Assignment:
All lines in the material below that hold "clicks" should be found and copied.

Study material:
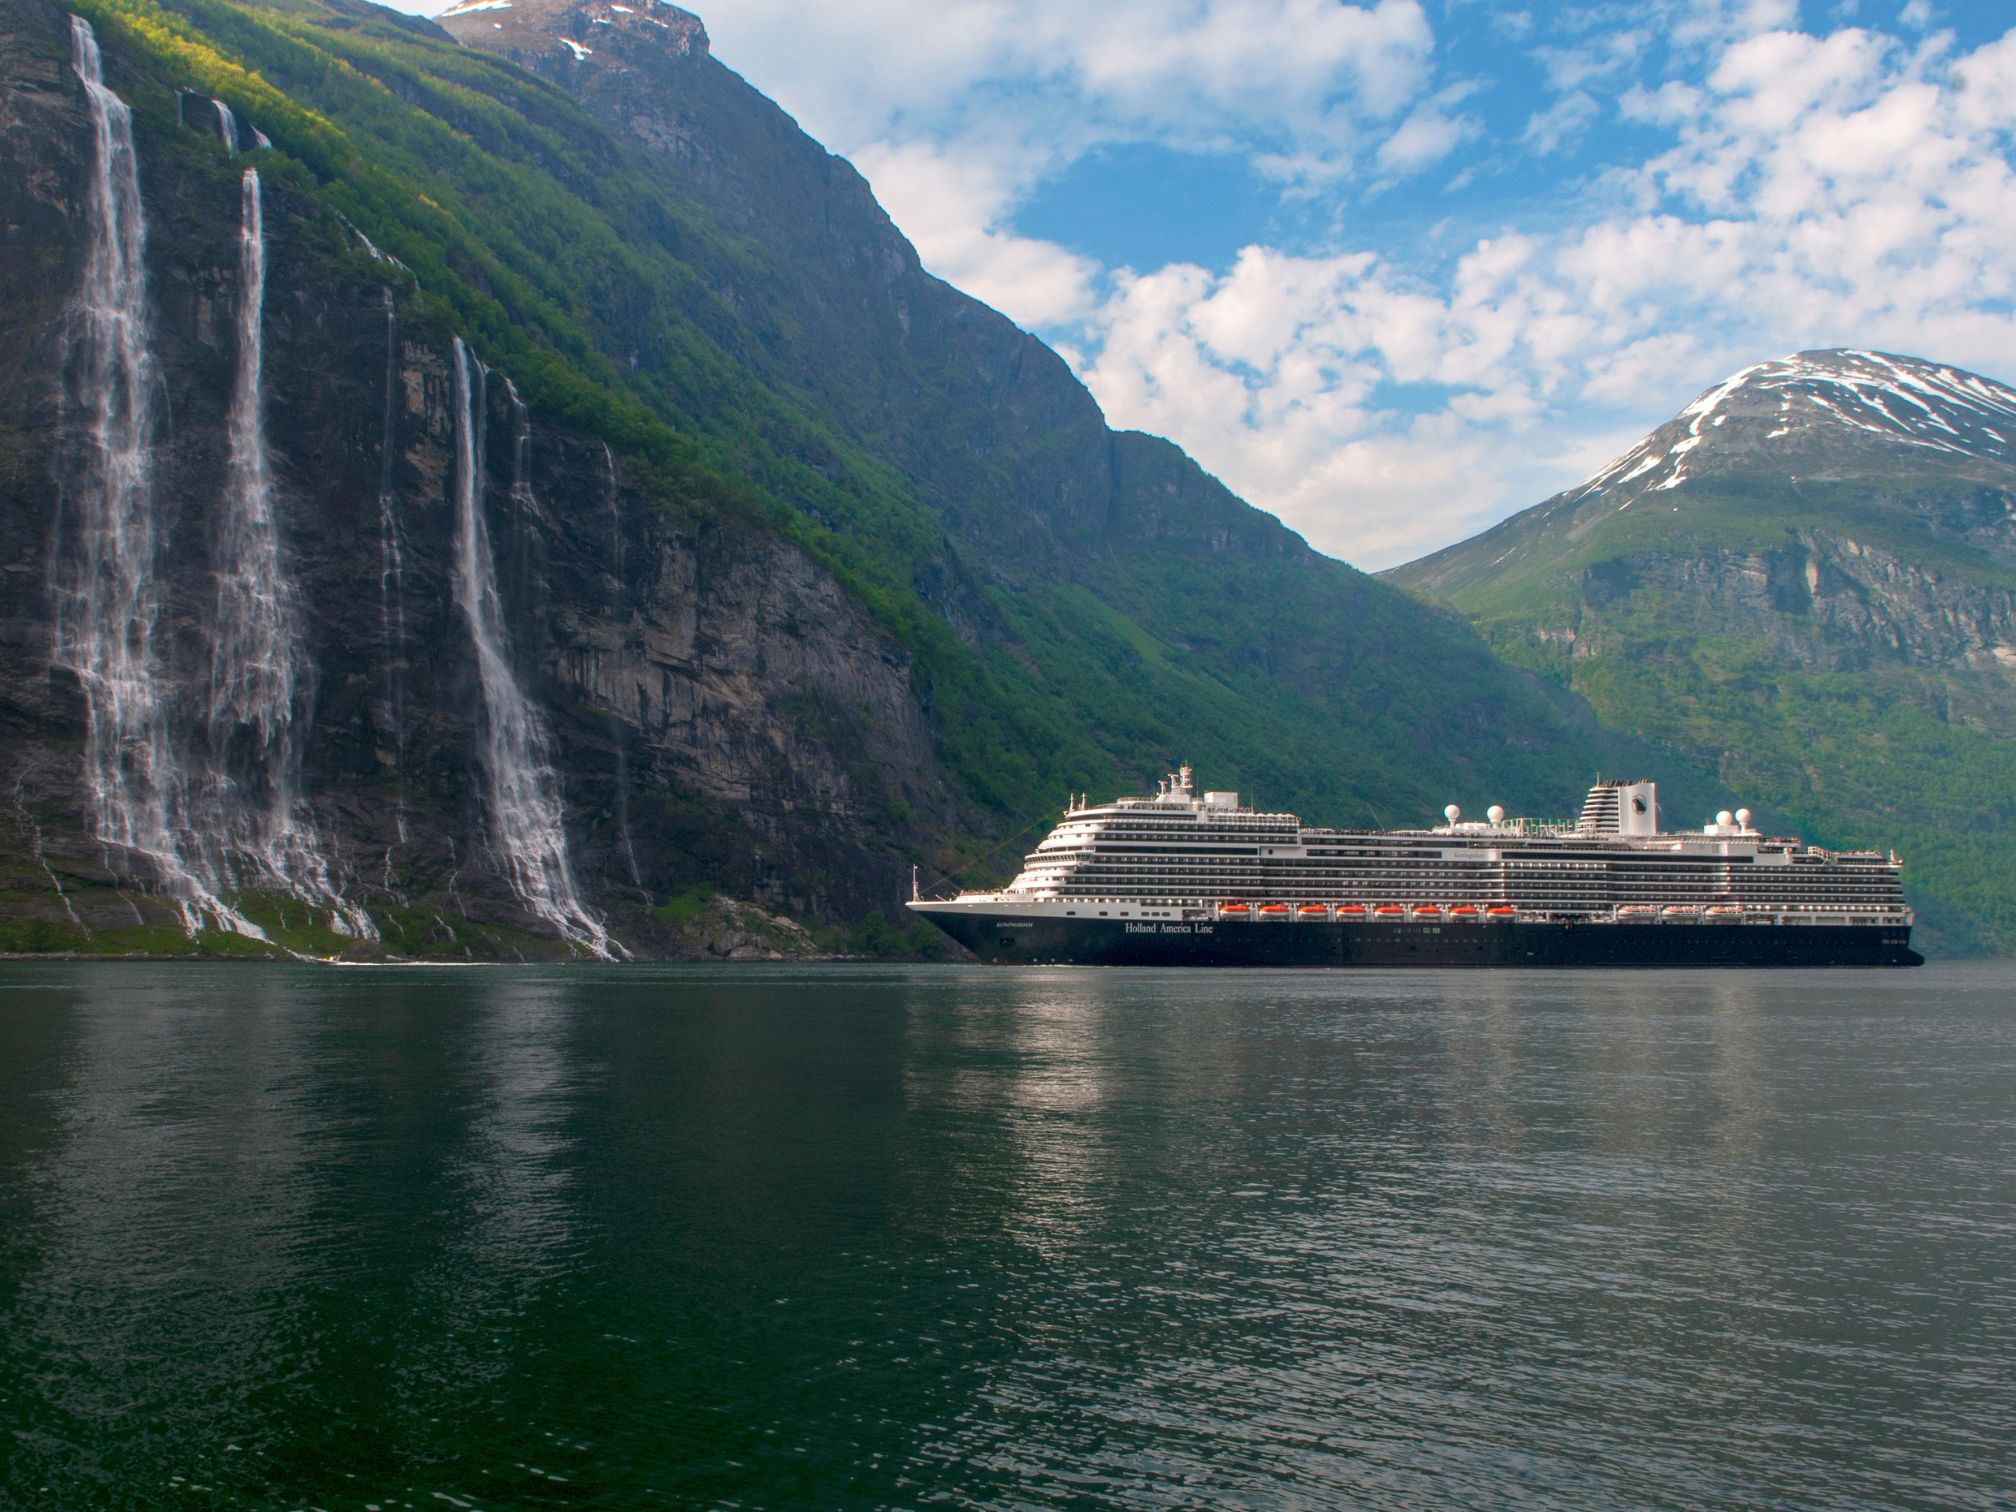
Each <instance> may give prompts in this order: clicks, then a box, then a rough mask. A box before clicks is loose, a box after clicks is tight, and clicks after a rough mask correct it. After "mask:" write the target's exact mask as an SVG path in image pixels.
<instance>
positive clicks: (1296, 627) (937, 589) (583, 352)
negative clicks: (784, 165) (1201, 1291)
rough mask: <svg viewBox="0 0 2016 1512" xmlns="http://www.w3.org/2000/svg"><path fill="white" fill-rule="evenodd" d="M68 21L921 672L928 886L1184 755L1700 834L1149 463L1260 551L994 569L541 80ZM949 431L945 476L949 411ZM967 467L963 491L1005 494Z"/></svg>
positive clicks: (663, 489) (263, 6)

Result below:
Each <instance> may give prompts in this order: clicks, then a box, then a rough mask. A box before clicks is loose, a box after clicks is tight, and clicks after a rough mask correct it. After "mask:" write the target's exact mask as an SVG path in image pixels.
positive clicks: (1296, 627) (937, 589) (583, 352)
negative clicks: (784, 165) (1201, 1291)
positive clicks: (663, 489) (263, 6)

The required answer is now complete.